━━━━━ Given records

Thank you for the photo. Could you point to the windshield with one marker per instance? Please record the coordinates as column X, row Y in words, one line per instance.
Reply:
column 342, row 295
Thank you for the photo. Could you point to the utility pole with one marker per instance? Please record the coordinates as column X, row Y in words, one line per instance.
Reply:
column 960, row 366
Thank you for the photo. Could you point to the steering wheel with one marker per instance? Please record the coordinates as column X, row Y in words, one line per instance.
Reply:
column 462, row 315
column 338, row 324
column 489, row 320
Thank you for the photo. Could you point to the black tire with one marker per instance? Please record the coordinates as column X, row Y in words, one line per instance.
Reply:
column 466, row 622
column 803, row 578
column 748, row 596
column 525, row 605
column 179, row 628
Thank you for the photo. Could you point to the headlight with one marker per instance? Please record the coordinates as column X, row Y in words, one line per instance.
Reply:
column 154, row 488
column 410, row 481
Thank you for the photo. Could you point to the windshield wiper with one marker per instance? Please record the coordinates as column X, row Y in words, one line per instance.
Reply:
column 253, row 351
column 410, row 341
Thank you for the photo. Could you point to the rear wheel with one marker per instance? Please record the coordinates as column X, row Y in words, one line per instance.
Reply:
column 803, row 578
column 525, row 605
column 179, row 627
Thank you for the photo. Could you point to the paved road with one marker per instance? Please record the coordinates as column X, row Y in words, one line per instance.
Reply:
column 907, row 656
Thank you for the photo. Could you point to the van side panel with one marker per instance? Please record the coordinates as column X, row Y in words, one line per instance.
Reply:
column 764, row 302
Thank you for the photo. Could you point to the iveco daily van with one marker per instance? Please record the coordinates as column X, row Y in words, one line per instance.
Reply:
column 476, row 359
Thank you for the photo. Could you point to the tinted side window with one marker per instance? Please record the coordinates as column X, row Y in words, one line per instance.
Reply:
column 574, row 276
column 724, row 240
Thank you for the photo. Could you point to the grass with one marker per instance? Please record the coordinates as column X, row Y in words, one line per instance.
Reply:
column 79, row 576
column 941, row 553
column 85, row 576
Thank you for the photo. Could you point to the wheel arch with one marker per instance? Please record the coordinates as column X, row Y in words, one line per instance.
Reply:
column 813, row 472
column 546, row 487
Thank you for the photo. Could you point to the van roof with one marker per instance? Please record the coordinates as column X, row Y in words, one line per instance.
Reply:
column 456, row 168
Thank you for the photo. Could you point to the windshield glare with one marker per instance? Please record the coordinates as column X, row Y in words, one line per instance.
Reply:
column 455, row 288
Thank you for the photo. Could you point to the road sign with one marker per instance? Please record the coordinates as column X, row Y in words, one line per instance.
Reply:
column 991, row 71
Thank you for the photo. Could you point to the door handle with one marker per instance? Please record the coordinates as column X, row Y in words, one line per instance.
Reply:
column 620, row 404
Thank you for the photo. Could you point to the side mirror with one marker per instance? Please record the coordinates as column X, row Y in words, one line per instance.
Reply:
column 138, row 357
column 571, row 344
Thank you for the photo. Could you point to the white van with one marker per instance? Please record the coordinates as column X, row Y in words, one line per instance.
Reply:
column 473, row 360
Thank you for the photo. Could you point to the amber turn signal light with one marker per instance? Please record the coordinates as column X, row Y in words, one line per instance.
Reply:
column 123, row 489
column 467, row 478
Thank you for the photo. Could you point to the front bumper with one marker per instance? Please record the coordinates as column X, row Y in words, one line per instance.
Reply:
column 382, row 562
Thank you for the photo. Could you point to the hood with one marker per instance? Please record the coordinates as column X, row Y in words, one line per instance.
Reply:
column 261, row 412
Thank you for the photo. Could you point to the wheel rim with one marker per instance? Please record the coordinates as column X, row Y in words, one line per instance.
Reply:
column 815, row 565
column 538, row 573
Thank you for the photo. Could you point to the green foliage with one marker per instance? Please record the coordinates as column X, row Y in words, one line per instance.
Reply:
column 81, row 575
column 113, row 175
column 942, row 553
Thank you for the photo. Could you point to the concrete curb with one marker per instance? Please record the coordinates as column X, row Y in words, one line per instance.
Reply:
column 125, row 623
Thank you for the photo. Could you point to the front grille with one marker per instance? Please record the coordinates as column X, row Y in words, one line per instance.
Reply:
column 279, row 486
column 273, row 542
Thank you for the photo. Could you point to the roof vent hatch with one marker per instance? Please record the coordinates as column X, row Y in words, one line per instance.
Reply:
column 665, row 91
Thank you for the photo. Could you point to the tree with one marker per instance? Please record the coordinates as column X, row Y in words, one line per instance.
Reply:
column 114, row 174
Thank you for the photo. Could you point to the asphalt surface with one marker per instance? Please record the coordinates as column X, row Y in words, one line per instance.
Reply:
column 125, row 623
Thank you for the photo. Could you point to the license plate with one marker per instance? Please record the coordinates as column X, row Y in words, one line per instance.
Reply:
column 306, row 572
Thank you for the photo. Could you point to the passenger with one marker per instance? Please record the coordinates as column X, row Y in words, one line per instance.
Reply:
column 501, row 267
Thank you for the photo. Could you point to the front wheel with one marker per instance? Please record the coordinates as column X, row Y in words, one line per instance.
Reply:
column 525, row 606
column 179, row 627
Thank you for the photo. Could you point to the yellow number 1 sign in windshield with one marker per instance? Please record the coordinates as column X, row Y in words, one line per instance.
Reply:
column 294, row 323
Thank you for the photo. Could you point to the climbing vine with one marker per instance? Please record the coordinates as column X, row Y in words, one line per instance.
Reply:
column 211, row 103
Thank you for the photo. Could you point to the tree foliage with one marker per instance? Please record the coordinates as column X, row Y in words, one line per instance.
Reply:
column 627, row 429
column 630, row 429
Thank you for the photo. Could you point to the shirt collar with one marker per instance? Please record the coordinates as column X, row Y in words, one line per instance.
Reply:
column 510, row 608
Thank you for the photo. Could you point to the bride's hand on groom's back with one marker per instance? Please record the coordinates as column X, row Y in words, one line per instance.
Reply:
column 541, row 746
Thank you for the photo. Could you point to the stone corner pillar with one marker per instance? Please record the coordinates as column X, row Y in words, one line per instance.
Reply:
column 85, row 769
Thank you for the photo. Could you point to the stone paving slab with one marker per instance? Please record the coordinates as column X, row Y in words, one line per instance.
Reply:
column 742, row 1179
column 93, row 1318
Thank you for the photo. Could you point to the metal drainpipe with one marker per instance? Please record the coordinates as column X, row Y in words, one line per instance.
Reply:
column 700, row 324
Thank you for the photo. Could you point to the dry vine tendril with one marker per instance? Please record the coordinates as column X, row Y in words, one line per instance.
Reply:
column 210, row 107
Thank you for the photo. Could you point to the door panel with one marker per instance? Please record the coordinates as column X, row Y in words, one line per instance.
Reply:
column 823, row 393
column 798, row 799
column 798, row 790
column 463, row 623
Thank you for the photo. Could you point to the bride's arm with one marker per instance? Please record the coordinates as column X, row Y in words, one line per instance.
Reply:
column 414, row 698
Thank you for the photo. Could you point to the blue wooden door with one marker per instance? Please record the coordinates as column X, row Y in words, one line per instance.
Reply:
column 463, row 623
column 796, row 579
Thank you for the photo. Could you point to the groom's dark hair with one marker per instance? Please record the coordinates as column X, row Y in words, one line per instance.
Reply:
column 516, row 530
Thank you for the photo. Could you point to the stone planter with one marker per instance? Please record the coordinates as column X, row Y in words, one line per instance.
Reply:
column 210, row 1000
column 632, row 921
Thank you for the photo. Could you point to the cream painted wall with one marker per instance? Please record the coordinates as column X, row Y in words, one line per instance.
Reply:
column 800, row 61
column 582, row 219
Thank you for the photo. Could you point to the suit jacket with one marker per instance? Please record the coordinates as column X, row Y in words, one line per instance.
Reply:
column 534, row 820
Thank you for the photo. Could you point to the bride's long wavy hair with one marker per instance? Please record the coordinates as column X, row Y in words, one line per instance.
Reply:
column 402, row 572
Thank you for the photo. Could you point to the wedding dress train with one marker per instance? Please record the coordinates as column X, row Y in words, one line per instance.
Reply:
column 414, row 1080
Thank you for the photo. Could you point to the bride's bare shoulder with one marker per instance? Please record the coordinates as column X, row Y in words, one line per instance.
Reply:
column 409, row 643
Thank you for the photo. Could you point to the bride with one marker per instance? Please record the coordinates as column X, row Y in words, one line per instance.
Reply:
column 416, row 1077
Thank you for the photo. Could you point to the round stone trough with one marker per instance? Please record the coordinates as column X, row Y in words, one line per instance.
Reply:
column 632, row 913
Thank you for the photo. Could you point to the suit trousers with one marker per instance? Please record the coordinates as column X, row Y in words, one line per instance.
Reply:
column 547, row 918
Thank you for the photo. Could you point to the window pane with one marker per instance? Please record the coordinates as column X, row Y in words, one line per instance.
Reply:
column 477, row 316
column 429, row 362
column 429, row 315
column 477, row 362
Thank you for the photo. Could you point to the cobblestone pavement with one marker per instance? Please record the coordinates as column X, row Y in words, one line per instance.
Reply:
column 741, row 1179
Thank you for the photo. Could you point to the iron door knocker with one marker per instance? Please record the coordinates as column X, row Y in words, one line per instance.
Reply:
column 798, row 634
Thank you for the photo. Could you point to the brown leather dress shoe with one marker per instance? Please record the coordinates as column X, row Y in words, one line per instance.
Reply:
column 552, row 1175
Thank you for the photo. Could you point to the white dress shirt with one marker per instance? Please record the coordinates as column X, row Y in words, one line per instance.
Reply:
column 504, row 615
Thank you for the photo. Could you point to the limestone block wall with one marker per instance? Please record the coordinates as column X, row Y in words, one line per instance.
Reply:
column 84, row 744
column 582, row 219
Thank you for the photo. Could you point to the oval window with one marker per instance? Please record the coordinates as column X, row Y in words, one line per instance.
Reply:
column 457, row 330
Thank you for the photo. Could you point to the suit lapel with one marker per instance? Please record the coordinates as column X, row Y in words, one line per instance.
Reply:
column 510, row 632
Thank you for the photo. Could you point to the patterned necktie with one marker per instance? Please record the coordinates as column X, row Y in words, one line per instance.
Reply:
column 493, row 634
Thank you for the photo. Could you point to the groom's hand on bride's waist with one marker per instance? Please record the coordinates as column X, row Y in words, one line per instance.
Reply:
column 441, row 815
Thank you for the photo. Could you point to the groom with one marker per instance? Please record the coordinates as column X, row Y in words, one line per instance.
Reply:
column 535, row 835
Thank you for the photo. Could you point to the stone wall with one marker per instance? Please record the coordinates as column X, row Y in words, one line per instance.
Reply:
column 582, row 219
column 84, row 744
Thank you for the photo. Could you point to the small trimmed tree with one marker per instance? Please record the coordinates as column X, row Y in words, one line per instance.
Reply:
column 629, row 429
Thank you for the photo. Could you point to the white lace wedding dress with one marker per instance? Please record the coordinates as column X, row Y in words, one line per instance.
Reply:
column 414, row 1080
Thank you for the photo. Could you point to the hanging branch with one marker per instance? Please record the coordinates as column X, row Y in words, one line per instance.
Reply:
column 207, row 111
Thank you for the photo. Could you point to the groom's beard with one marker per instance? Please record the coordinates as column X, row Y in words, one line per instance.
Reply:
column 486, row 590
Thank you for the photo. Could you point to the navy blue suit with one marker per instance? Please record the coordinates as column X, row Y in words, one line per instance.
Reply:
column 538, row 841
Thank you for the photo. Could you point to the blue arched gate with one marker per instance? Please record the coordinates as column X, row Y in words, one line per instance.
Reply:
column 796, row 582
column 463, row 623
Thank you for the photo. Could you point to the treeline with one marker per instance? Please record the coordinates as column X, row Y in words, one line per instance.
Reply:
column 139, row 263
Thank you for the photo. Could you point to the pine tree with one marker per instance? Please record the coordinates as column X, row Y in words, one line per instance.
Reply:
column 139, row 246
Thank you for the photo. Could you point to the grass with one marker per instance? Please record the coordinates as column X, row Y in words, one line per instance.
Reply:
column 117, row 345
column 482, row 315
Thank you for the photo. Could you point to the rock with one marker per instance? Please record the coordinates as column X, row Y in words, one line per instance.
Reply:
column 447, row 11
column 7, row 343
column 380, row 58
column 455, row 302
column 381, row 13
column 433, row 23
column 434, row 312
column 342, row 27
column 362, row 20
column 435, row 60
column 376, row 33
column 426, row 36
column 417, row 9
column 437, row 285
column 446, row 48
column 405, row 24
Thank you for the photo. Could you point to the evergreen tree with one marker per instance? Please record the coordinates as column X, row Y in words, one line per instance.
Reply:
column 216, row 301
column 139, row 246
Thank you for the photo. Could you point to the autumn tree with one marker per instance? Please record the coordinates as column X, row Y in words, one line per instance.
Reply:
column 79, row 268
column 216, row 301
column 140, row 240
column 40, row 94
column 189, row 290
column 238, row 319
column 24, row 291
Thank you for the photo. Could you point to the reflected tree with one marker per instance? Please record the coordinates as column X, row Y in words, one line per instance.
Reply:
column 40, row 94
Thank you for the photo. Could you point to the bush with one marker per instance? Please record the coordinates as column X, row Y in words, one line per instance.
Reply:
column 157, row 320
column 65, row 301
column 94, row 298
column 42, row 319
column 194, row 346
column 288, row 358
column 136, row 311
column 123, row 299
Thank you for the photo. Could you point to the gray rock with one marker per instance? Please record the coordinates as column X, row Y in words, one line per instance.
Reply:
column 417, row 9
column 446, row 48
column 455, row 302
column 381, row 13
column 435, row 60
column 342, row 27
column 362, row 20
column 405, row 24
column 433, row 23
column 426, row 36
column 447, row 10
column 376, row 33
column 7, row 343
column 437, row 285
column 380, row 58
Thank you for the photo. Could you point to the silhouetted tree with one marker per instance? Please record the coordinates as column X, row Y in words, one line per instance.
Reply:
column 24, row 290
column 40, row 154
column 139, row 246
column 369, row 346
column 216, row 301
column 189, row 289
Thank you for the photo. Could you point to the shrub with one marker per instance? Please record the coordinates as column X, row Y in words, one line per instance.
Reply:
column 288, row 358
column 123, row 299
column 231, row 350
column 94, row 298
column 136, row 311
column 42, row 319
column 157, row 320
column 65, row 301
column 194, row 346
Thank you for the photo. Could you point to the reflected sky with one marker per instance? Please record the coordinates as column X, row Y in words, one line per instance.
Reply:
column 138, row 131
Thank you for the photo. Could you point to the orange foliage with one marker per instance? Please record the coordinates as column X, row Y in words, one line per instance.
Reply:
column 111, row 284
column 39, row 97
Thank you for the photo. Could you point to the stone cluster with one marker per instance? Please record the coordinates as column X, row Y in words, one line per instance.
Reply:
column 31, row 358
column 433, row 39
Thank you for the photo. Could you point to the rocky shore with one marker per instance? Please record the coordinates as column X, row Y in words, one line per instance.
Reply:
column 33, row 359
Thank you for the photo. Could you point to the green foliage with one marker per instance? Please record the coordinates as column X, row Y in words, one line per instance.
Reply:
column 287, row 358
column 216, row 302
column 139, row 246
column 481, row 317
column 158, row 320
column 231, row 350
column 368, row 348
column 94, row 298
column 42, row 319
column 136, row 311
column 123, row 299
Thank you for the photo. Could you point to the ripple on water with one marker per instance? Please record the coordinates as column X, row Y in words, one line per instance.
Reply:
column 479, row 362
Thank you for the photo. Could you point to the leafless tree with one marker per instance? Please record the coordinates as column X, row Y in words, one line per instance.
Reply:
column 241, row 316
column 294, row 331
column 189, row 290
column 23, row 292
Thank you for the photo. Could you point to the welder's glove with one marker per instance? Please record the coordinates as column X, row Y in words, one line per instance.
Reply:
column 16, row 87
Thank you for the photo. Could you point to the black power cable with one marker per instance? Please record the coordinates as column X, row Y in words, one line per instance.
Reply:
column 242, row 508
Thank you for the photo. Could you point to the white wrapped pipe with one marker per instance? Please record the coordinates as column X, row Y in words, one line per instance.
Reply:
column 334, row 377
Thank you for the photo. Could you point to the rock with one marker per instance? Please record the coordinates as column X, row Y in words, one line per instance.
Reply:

━━━━━━━━━━

Exercise requirements ->
Find the line with "Thank you for the photo. Could you point to the road" in the material above. Reproduce it and each line after it up to and including the line with "the white van".

Solved exercise ->
Thank you for the photo. Could you point to the road sign with one marker per instance? Please record the coordinates as column X, row Y in words, one line per instance.
Reply:
column 991, row 71
Thank you for the photo. Could you point to the door handle with one marker per instance? Please record the coordinates as column X, row Y in words, one line per instance.
Reply:
column 620, row 404
Thank you for the photo. Could you point to the side mirror with one marker per instance? Please record the coordinates as column X, row Y in words, one line per instance.
Reply:
column 138, row 357
column 571, row 344
Thank you for the photo. Could you point to the white van with one marker per instance? Please record the coordinates as column X, row Y in words, one line per instance.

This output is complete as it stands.